Collected data entries
- - - -
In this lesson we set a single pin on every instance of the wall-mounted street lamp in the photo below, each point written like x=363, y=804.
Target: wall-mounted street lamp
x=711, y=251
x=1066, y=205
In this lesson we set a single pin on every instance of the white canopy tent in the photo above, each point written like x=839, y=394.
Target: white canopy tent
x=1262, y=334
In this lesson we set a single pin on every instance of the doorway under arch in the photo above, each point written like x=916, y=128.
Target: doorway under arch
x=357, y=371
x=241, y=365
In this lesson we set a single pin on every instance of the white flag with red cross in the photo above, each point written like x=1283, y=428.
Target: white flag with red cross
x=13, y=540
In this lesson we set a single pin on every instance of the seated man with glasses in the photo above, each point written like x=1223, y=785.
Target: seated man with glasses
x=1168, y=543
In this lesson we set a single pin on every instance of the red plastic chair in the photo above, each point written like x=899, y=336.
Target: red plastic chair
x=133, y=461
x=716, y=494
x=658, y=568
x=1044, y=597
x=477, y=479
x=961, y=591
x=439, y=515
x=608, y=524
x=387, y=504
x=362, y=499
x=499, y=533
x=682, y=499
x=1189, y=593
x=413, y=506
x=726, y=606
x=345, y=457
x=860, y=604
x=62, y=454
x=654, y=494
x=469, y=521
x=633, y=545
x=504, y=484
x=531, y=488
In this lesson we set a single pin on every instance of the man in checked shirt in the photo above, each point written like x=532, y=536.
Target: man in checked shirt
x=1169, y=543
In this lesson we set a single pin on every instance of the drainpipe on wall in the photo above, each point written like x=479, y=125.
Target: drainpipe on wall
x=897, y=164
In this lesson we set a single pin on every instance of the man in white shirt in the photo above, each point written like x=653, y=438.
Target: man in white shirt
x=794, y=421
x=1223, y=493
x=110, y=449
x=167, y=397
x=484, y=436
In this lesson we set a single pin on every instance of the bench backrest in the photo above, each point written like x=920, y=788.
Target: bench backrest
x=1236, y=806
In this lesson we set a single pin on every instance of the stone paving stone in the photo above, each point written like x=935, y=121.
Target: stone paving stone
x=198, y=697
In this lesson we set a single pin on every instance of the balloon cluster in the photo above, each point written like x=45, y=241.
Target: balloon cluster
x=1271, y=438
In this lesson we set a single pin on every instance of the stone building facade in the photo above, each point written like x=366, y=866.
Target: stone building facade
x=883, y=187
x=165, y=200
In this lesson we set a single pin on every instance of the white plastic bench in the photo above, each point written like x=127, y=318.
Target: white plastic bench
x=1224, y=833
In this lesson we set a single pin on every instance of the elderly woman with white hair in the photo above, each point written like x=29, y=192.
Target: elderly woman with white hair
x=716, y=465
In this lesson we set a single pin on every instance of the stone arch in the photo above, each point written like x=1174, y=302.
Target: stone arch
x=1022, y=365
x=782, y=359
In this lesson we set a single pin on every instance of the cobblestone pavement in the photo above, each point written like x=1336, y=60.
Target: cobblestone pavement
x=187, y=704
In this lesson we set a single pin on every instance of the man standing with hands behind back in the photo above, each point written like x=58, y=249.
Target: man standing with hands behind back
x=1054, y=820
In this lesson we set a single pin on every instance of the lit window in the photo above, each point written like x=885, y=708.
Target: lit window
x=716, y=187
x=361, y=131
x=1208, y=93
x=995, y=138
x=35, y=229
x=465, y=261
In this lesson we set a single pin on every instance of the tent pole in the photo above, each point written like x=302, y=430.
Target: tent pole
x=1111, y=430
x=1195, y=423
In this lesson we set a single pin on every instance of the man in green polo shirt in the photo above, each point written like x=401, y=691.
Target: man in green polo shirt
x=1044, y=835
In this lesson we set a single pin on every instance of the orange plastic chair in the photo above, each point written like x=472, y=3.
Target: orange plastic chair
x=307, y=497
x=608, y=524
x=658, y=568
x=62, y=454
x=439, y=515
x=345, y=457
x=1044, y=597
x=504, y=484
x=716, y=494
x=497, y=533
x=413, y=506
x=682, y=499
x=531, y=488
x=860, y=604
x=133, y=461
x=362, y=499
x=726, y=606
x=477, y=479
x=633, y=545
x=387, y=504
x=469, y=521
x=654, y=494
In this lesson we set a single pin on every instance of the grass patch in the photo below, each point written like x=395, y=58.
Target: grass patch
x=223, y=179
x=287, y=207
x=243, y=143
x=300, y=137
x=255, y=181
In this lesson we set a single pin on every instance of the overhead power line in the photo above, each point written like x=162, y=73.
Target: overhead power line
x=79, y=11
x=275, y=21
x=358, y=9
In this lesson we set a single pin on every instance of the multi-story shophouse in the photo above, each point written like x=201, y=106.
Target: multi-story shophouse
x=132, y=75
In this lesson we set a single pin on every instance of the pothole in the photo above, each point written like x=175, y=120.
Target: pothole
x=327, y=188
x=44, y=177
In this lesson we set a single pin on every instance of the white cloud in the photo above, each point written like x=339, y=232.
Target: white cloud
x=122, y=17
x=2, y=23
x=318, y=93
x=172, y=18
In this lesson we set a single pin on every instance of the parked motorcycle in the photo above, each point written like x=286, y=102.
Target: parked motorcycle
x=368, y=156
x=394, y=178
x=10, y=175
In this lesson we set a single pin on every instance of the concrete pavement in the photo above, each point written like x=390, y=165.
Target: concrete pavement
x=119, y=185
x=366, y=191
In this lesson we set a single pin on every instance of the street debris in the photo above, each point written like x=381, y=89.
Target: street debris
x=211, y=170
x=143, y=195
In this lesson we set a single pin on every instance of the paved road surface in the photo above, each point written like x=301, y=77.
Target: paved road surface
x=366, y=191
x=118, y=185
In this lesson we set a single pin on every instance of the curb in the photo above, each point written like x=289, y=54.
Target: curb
- - - -
- _Set problem_
Convert the lines in the rows above into a numbered list, leaving out any blank lines.

- _Exercise result_
1. In this lesson we set a single pin on every instance of the wall-mounted street lamp in the photo below, each point written like x=363, y=804.
2. Target: wall-mounted street lamp
3. x=711, y=251
4. x=1066, y=205
5. In this lesson we set a single pin on every instance of the white canopy tent in the photo above, each point written like x=839, y=394.
6. Target: white canopy tent
7. x=1262, y=334
8. In this lesson we set a single pin on every instance of the doorway under arch in the photo above, each point written like x=916, y=128.
9. Target: doorway under arch
10. x=357, y=371
11. x=241, y=365
12. In this lesson we set a single pin on every instance of the white flag with red cross in the photo above, each point written like x=1283, y=428.
13. Target: white flag with red cross
14. x=13, y=540
15. In this lesson we set a single pin on every instance of the seated man with glasses in the photo above, each point written like x=1223, y=785.
16. Target: seated man with glasses
17. x=1168, y=543
18. In this lesson we set a single pin on every instance of the red plastic chair in the photo above, each point written like x=899, y=336.
19. Target: red plastic chair
20. x=133, y=461
21. x=716, y=494
22. x=658, y=568
23. x=1044, y=597
24. x=477, y=479
25. x=961, y=591
26. x=439, y=515
27. x=608, y=524
28. x=387, y=504
29. x=362, y=499
30. x=499, y=533
31. x=682, y=499
32. x=1189, y=593
33. x=413, y=506
34. x=726, y=606
35. x=345, y=457
36. x=860, y=604
37. x=62, y=454
38. x=654, y=494
39. x=469, y=521
40. x=633, y=545
41. x=504, y=484
42. x=531, y=488
43. In this lesson we set a single pin on every instance of the man in checked shirt in the photo above, each point written like x=532, y=536.
44. Target: man in checked shirt
45. x=1169, y=543
46. In this lesson we set a single pin on every instance of the drainpipe on wall in the photo above, each point written like x=479, y=125.
47. Target: drainpipe on wall
48. x=897, y=164
49. In this lesson we set a single pin on every instance of the man in white shirt in the photo above, each point written like x=653, y=438.
50. Target: man in white shirt
51. x=794, y=421
52. x=1223, y=493
53. x=110, y=449
54. x=167, y=397
55. x=484, y=436
56. In this lesson we set a single pin on every instance of the bench backrest in the photo above, each point written like x=920, y=788.
57. Target: bench backrest
58. x=1236, y=806
59. In this lesson we set a single pin on every instance of the stone paving stone in the photo above, each point written like x=935, y=121.
60. Target: stone paving stone
61. x=198, y=697
62. In this lesson we set a single pin on every instance of the balloon cluster in the photo above, each point written like x=45, y=241.
63. Target: balloon cluster
64. x=1271, y=438
65. In this lesson we set a single pin on every instance of the stone building facade in the photo above, each point written like x=366, y=866.
66. Target: stone building facade
67. x=883, y=187
68. x=165, y=200
69. In this lesson we set a single pin on every instance of the white plastic bench in the photo above, each point written like x=127, y=318.
70. Target: white plastic bench
71. x=1224, y=833
72. In this lesson we set a single pin on every instance of the elderly woman with white hair in the photo above, each point written like x=29, y=192.
73. Target: elderly woman with white hair
74. x=716, y=465
75. In this lesson we set a single pin on every instance of the stone arch in the photo above, each point written like x=1174, y=302.
76. Target: stone arch
77. x=1022, y=365
78. x=782, y=359
79. In this lesson we set a single pin on every instance of the cobblestone pavement in the photo above, each point written like x=1336, y=60.
80. Target: cobblestone pavement
81. x=187, y=704
82. In this lesson we set a single pin on every instance of the man standing with hands behind back in the photo above, each point written like x=58, y=249.
83. Target: man standing with hands behind back
84. x=1054, y=820
85. In this lesson we set a single pin on every instance of the lit window in the photo above, each point written like x=885, y=708.
86. Target: lit window
87. x=716, y=187
88. x=361, y=131
89. x=1208, y=93
90. x=995, y=138
91. x=35, y=229
92. x=465, y=261
93. In this lesson we set a single pin on every instance of the tent pole in the photo above, each point written like x=302, y=430.
94. Target: tent pole
95. x=1111, y=430
96. x=1195, y=423
97. In this lesson we set a single pin on every instance of the man in green polo shirt in the photo above, each point written like x=401, y=691.
98. Target: man in green polo shirt
99. x=1044, y=835
100. In this lesson we set a single pin on every instance of the orange plastic chair in the photo above, each point written like x=472, y=3.
101. Target: orange plastic chair
102. x=307, y=497
103. x=608, y=524
104. x=658, y=568
105. x=62, y=454
106. x=439, y=515
107. x=345, y=457
108. x=1044, y=597
109. x=504, y=484
110. x=716, y=494
111. x=497, y=533
112. x=413, y=506
113. x=682, y=499
114. x=531, y=488
115. x=860, y=604
116. x=133, y=461
117. x=362, y=499
118. x=726, y=606
119. x=477, y=479
120. x=633, y=545
121. x=387, y=504
122. x=469, y=521
123. x=654, y=494
124. In this lesson we set a single pin on every instance of the grass patch in the photo below, each point written like x=395, y=58.
125. Target: grass patch
126. x=223, y=179
127. x=287, y=207
128. x=243, y=143
129. x=300, y=137
130. x=255, y=181
131. In this lesson we set a single pin on every instance of the overhead power line in the photo above, each point written like x=162, y=73.
132. Target: overhead power line
133. x=79, y=11
134. x=275, y=21
135. x=358, y=9
136. In this lesson we set a single pin on every instance of the multi-story shophouse in the photo above, each point written like x=201, y=106.
137. Target: multi-story shophouse
138. x=132, y=75
139. In this lesson we set a single pin on every instance of the pothole in the photo above, each point written like x=175, y=120.
140. Target: pothole
141. x=327, y=188
142. x=44, y=177
143. In this lesson we set a single pin on every instance of the white cloud in the photo above, each point written like x=339, y=232.
144. Target: white cloud
145. x=122, y=17
146. x=2, y=23
147. x=318, y=93
148. x=172, y=18
149. In this lesson we set a single pin on every instance of the parked motorcycle in the photo above, each point written like x=286, y=102.
150. Target: parked motorcycle
151. x=368, y=156
152. x=394, y=178
153. x=10, y=175
154. In this lesson we set a single pin on every instance of the concrete pavement in the photo above, each point written like x=390, y=165.
155. Target: concrete pavement
156. x=119, y=185
157. x=366, y=191
158. In this lesson we set a single pin on every instance of the street debris in the photo above, each point written like x=381, y=89.
159. Target: street debris
160. x=211, y=170
161. x=143, y=195
162. In this lesson we set a single pin on every instance of the paved road surface in the photo above, each point written like x=301, y=77.
163. Target: paved road surface
164. x=366, y=191
165. x=118, y=185
166. In this lesson we set a single pin on every instance of the curb in the photo above, each point written like x=289, y=54.
167. Target: curb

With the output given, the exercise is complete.